Graeme Ritchie

Personal information
- Born: 7 December 1957 Aberdeen, Scotland
- Died: 8 August 1997 (aged 39) West Kingsdown, Kent, United Kingdom

Sport
- Country: Scotland
- Sport: Motorcycle racing

= Graeme Ritchie =

Scottish motorcycle racer (1957–1997)

Graeme Ritchie (7 December 1957 – 8 August 1997) was a Scottish motorcycle road racer. He was born in Aberdeen and went to school at Robert Gordon's College.

## Problem 1
According to the Graeme Ritchie biography, which school did he attend?
## Problem 2
Carry on the Graeme Ritchie biography, picking up after its final sentence.

## Dataset content

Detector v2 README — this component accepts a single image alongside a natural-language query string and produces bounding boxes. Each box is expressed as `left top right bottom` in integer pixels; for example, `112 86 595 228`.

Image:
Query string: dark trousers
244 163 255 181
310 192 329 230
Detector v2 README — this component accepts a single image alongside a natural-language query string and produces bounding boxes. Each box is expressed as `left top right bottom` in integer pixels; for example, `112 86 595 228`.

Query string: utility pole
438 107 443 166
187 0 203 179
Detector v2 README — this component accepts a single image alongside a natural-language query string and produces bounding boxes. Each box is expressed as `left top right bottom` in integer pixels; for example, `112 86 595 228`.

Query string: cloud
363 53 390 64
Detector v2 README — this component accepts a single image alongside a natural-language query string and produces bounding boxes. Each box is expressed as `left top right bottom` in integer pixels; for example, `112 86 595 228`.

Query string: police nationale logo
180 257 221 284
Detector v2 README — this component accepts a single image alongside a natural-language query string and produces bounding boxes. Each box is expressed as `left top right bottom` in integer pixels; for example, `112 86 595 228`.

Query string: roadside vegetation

* * *

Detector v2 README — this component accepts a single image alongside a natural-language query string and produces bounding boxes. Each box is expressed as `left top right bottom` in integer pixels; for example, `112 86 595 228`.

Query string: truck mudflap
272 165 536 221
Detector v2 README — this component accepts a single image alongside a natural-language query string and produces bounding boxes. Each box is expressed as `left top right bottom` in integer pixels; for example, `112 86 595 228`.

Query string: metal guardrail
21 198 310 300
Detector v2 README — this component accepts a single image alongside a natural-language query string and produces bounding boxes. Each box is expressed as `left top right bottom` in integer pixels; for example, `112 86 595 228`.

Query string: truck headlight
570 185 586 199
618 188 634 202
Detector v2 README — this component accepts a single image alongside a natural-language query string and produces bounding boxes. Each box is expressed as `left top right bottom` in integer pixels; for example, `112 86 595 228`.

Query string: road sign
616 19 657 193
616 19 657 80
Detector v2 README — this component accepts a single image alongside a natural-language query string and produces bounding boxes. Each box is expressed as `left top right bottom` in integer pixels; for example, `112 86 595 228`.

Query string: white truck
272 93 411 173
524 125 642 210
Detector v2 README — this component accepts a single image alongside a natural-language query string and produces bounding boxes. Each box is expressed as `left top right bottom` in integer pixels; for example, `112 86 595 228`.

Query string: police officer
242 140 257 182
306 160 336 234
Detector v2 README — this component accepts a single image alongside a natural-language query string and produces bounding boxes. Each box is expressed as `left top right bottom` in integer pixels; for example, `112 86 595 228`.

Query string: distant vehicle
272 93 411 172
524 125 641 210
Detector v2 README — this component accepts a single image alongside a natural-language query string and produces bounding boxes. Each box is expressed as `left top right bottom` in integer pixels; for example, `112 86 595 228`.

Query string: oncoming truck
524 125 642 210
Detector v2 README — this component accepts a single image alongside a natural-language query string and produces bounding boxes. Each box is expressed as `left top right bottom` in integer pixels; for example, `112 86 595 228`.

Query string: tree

* * *

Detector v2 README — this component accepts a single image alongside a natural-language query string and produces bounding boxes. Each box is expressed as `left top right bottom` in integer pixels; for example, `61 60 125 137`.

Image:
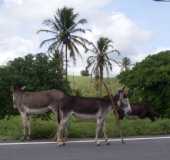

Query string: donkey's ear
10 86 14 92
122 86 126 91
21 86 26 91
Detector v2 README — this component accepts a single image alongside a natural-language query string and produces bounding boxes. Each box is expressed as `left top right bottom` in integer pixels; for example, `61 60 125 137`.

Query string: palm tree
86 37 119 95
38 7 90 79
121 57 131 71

## Task response 1
Robert Gordon's College

## Task response 2
Ritchie then moved to London where he got a job as a mechanic. He also studied architecture for two years before dropping out to carry on his dream to become a motorbike racer. He started racing in the British Superbike Championship in 1993. In 1995, he competed in the British round of the Superbike World Championship. In the 1997 Superbike World Championship season, Ritchie again competed in the British round at Brands Hatch on 3 August, as a privateer riding a Ducati 888. On the second lap, Ritchie's mudguard exploded, causing the Ducati's brake line to be severed. He was unable to slow down and crashed into a tire barrier, sustaining severe head and chest injuries. He was then airlifted to the Royal London Hospital. Ritchie died from his injuries on 8 August 1997.